[TASK INSTRUCTIONS] Report every line of the listing below that contains the string "outline", reproducing each such line in full.

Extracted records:
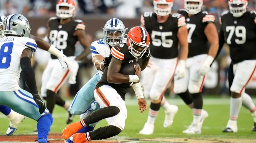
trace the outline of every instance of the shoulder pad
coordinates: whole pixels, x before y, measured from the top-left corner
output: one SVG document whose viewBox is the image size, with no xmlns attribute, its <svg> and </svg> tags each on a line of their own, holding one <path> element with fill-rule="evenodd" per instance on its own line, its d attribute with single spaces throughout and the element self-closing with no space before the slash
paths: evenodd
<svg viewBox="0 0 256 143">
<path fill-rule="evenodd" d="M 151 11 L 145 12 L 143 14 L 143 16 L 144 17 L 152 17 L 153 14 L 153 12 Z"/>
<path fill-rule="evenodd" d="M 221 16 L 223 16 L 225 14 L 227 14 L 229 12 L 229 11 L 228 10 L 224 11 L 224 12 L 223 12 L 221 14 Z"/>
<path fill-rule="evenodd" d="M 124 54 L 122 52 L 121 49 L 121 48 L 119 47 L 118 45 L 116 45 L 111 48 L 110 53 L 114 57 L 117 59 L 120 60 L 124 60 Z"/>
</svg>

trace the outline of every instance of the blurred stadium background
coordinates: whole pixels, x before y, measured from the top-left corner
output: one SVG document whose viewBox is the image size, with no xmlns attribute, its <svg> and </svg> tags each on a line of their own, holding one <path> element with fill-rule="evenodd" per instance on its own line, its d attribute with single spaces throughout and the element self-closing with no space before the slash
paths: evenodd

[SOLUTION TO THE EXERCISE]
trace the outline of every instance of the shoulder pad
trace the outline of every instance of the blurred stadium background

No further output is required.